Problem to solve: Reproduce all of the lines below, requests included, but leave the pictures out. In every answer, raise each point coordinate by 88, and keep the numbers in the requests and their format samples as they are.

Data shown:
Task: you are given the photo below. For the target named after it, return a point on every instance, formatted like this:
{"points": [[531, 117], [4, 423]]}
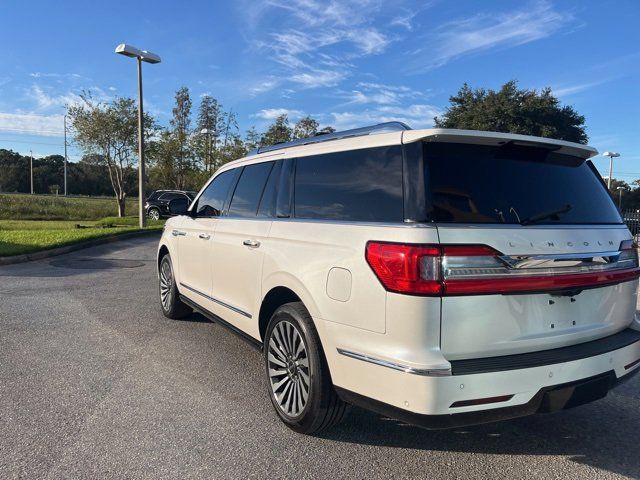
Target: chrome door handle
{"points": [[251, 243]]}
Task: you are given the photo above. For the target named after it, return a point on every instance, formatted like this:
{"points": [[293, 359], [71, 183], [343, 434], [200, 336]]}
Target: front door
{"points": [[238, 254], [196, 247]]}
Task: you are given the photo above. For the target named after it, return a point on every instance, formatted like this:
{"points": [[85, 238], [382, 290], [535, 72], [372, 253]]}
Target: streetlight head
{"points": [[128, 50], [150, 57], [131, 51]]}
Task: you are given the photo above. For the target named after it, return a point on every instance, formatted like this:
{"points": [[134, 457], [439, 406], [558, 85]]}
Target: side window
{"points": [[167, 197], [285, 187], [246, 196], [211, 202], [357, 185], [268, 202]]}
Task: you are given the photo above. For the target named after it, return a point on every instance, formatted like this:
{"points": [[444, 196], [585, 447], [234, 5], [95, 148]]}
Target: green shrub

The output:
Task: you are given the photo below. For the target named after it, return a point on every instance, formatted like this:
{"points": [[531, 117], [4, 423]]}
Target: chrome door handle
{"points": [[339, 331]]}
Task: you are given the photo above. For the target named after it, return a point on every instance, formatted like this:
{"points": [[293, 359], [71, 183], [343, 434], [200, 336]]}
Target: front door
{"points": [[326, 342], [284, 335]]}
Task: you are given the photo above. For the target named after it, return a point on every instance, formatted like this:
{"points": [[85, 238], [382, 290], [535, 72], [372, 253]]}
Target: streetlight head
{"points": [[216, 138], [238, 145], [219, 139]]}
Task: you are given the photo above. For the target named after it, return a point on every instance, formatted like this:
{"points": [[134, 457], [439, 406], [558, 85]]}
Target: side window
{"points": [[255, 285], [373, 275], [334, 284], [299, 290], [445, 273], [356, 290]]}
Task: you are given the photo above. For the target named after it, return a point on every instance, formatted like this:
{"points": [[444, 196], [585, 447], [234, 5], [95, 148]]}
Target: green shrub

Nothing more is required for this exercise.